• THE EXERCISE
Swap "Regions" for "Outlines" throughout the material below, leaving everything else unchanged.

• TASK INPUT
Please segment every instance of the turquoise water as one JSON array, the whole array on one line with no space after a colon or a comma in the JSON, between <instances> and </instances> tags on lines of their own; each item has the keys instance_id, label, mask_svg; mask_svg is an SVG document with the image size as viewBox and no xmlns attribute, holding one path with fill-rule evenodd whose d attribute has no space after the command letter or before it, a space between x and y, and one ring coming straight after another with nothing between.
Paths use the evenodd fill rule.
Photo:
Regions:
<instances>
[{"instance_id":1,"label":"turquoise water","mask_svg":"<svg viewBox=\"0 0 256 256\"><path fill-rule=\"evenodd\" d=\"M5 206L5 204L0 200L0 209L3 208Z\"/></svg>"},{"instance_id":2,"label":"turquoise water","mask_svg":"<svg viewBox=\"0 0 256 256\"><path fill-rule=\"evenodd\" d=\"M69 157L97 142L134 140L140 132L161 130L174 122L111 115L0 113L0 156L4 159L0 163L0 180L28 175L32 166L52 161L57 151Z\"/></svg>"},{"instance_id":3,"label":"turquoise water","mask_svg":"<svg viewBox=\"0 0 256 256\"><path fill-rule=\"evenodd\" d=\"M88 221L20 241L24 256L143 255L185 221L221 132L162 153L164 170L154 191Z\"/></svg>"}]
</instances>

• FULL RESPONSE
Please segment every instance of the turquoise water as one JSON array, the whole array on one line with no space after a colon or a comma in the JSON, between <instances> and </instances> tags on lines of their own; each item has the keys instance_id, label, mask_svg; mask_svg is an SVG document with the image size as viewBox and no xmlns attribute, holding one path with fill-rule evenodd whose d attribute has no space after the command letter or before it, a space between x and y, and one ring coming straight after another with nothing between.
Paths use the evenodd fill rule.
Photo:
Outlines:
<instances>
[{"instance_id":1,"label":"turquoise water","mask_svg":"<svg viewBox=\"0 0 256 256\"><path fill-rule=\"evenodd\" d=\"M5 206L5 204L0 200L0 209L3 208Z\"/></svg>"},{"instance_id":2,"label":"turquoise water","mask_svg":"<svg viewBox=\"0 0 256 256\"><path fill-rule=\"evenodd\" d=\"M69 157L97 142L134 140L140 132L161 130L174 122L111 115L0 113L0 156L4 159L0 163L0 180L28 175L32 166L52 161L57 151Z\"/></svg>"},{"instance_id":3,"label":"turquoise water","mask_svg":"<svg viewBox=\"0 0 256 256\"><path fill-rule=\"evenodd\" d=\"M88 221L20 241L24 256L143 255L185 221L221 132L162 153L164 170L154 191Z\"/></svg>"}]
</instances>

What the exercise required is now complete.